Phrase grounding data:
Segment Open
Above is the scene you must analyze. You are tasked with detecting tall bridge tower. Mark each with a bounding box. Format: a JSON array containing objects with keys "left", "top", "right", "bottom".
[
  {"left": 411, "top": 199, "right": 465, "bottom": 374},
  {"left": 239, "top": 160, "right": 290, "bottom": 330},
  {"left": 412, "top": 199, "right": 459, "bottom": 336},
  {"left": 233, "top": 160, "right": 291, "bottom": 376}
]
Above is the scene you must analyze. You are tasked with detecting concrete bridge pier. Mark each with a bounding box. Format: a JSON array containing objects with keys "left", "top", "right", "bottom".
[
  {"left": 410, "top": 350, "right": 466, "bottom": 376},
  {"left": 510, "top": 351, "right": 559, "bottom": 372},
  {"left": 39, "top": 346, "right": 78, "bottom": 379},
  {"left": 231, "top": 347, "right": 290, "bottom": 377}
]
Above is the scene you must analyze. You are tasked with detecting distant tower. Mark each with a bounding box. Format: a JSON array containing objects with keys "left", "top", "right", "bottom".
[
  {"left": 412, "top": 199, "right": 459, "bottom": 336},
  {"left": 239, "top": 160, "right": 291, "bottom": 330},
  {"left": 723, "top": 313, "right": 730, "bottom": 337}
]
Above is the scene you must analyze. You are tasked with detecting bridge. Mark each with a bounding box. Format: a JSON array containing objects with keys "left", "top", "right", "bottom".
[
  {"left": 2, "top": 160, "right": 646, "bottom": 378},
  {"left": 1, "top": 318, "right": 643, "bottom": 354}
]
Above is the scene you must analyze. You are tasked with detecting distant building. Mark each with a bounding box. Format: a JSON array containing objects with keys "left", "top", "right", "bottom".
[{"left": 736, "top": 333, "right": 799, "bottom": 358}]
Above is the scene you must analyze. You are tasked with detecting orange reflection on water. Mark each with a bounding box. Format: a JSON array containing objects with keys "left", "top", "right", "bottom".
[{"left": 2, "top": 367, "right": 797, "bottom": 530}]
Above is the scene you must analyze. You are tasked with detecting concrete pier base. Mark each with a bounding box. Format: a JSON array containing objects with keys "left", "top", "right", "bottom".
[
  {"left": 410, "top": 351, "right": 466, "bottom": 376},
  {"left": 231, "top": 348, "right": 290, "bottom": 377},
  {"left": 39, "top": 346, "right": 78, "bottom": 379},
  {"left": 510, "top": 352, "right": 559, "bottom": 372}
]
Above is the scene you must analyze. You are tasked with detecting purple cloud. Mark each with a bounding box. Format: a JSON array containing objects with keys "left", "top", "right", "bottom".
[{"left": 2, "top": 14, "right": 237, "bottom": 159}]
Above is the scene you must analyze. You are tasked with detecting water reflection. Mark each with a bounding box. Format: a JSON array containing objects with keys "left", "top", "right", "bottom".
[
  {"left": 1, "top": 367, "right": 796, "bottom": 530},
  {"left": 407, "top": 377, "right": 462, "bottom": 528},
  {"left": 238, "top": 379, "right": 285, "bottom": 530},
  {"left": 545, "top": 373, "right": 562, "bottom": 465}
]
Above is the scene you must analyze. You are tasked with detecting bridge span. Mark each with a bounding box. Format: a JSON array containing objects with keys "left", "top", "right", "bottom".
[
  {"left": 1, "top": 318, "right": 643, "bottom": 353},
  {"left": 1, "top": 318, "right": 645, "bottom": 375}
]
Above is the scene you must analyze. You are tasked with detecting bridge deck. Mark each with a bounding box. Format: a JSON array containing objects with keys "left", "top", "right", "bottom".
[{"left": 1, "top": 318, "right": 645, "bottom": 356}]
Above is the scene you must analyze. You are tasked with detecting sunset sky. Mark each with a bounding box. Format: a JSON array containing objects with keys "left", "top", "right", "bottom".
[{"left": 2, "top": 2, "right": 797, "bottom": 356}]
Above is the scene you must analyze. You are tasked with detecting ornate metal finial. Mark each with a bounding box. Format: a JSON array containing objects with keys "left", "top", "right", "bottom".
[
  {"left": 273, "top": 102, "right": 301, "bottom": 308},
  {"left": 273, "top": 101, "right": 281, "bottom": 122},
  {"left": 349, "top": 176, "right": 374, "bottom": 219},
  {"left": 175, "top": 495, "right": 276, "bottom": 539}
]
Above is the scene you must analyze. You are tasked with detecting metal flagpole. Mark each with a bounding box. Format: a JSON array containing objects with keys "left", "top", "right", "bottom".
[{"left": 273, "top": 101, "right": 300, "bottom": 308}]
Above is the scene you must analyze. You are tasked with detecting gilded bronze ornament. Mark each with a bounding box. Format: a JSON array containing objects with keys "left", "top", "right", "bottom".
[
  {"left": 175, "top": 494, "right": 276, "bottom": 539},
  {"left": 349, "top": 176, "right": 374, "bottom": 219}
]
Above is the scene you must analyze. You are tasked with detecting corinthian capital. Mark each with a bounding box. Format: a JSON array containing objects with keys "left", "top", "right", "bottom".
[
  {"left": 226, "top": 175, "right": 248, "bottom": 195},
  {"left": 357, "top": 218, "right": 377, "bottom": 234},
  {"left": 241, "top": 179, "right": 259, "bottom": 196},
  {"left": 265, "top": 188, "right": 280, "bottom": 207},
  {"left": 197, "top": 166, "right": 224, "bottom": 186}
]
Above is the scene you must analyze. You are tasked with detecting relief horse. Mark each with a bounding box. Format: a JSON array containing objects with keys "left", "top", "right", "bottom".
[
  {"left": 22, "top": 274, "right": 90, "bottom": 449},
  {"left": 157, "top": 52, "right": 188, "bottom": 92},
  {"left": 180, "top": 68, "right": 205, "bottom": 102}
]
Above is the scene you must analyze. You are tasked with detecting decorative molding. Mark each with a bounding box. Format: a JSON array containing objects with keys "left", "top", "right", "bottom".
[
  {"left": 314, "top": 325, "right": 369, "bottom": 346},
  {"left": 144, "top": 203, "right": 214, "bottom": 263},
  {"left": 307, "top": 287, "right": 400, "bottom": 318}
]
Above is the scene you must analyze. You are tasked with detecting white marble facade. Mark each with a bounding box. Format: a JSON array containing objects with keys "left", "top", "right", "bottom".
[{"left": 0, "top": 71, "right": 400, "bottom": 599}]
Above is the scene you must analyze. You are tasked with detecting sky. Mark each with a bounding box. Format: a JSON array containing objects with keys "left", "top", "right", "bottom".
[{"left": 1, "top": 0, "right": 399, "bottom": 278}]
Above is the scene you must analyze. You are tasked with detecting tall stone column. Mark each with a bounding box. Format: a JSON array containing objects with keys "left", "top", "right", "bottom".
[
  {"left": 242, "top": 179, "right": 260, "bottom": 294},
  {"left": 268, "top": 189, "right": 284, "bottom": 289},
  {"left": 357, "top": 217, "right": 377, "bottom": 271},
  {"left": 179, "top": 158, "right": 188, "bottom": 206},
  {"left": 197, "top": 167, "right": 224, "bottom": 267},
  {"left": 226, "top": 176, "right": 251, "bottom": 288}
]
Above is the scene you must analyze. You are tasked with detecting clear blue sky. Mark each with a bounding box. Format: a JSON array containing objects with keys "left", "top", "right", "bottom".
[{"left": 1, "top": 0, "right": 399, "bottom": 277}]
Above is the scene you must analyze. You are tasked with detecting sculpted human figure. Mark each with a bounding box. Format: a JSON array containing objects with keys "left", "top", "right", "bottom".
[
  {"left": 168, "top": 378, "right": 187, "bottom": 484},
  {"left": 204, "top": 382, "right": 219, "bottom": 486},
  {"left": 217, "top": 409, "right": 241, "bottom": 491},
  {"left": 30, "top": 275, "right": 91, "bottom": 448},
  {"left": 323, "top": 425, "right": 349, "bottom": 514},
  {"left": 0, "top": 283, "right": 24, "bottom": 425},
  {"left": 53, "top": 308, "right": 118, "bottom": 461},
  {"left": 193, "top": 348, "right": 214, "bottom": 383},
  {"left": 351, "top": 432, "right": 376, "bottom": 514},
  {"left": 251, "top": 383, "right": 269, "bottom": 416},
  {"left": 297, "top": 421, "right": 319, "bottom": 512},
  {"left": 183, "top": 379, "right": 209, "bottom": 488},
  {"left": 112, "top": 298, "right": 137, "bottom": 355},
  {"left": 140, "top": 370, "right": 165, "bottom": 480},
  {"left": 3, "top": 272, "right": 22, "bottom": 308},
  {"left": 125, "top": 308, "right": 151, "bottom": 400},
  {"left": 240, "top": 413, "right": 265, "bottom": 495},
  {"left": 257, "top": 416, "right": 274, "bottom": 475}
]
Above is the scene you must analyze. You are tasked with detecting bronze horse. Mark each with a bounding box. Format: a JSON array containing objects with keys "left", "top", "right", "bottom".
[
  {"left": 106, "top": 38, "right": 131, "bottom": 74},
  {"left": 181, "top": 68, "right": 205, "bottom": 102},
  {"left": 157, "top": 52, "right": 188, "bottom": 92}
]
Segment Closed
▸ **WHAT IS NEEDED**
Starting at the line that holds "with detecting clear", set down each line exactly through the last line of the records above, and no others.

▸ **WRITTEN ANSWER**
Above is the scene you must analyze. You are tasked with detecting clear blue sky. Mark each with a bounding box. Format: a JSON array containing objects with keys "left", "top", "right", "bottom".
[{"left": 1, "top": 0, "right": 399, "bottom": 277}]
Above is the scene you must analyze. You are tasked with detecting sculpted human figure. Mark each with a bounding box. Format: a JSON array containing objects with keys "left", "top", "right", "bottom".
[
  {"left": 168, "top": 378, "right": 187, "bottom": 484},
  {"left": 204, "top": 382, "right": 219, "bottom": 486},
  {"left": 217, "top": 409, "right": 241, "bottom": 491},
  {"left": 30, "top": 275, "right": 91, "bottom": 448},
  {"left": 323, "top": 425, "right": 349, "bottom": 514},
  {"left": 0, "top": 283, "right": 24, "bottom": 425},
  {"left": 53, "top": 308, "right": 118, "bottom": 461},
  {"left": 193, "top": 348, "right": 214, "bottom": 383},
  {"left": 351, "top": 432, "right": 376, "bottom": 514},
  {"left": 251, "top": 383, "right": 269, "bottom": 416},
  {"left": 297, "top": 421, "right": 319, "bottom": 512},
  {"left": 183, "top": 379, "right": 209, "bottom": 488},
  {"left": 112, "top": 298, "right": 137, "bottom": 355},
  {"left": 140, "top": 370, "right": 165, "bottom": 480},
  {"left": 3, "top": 272, "right": 22, "bottom": 308},
  {"left": 125, "top": 308, "right": 151, "bottom": 400},
  {"left": 240, "top": 413, "right": 265, "bottom": 495},
  {"left": 257, "top": 416, "right": 274, "bottom": 475}
]
Above is the scene you must analyze. You are tasked with detecting bronze horse. Mark each with a bounding box. Format: a JSON array containing objects with keys "left", "top", "right", "bottom".
[
  {"left": 106, "top": 38, "right": 131, "bottom": 74},
  {"left": 181, "top": 68, "right": 205, "bottom": 102},
  {"left": 157, "top": 52, "right": 188, "bottom": 92}
]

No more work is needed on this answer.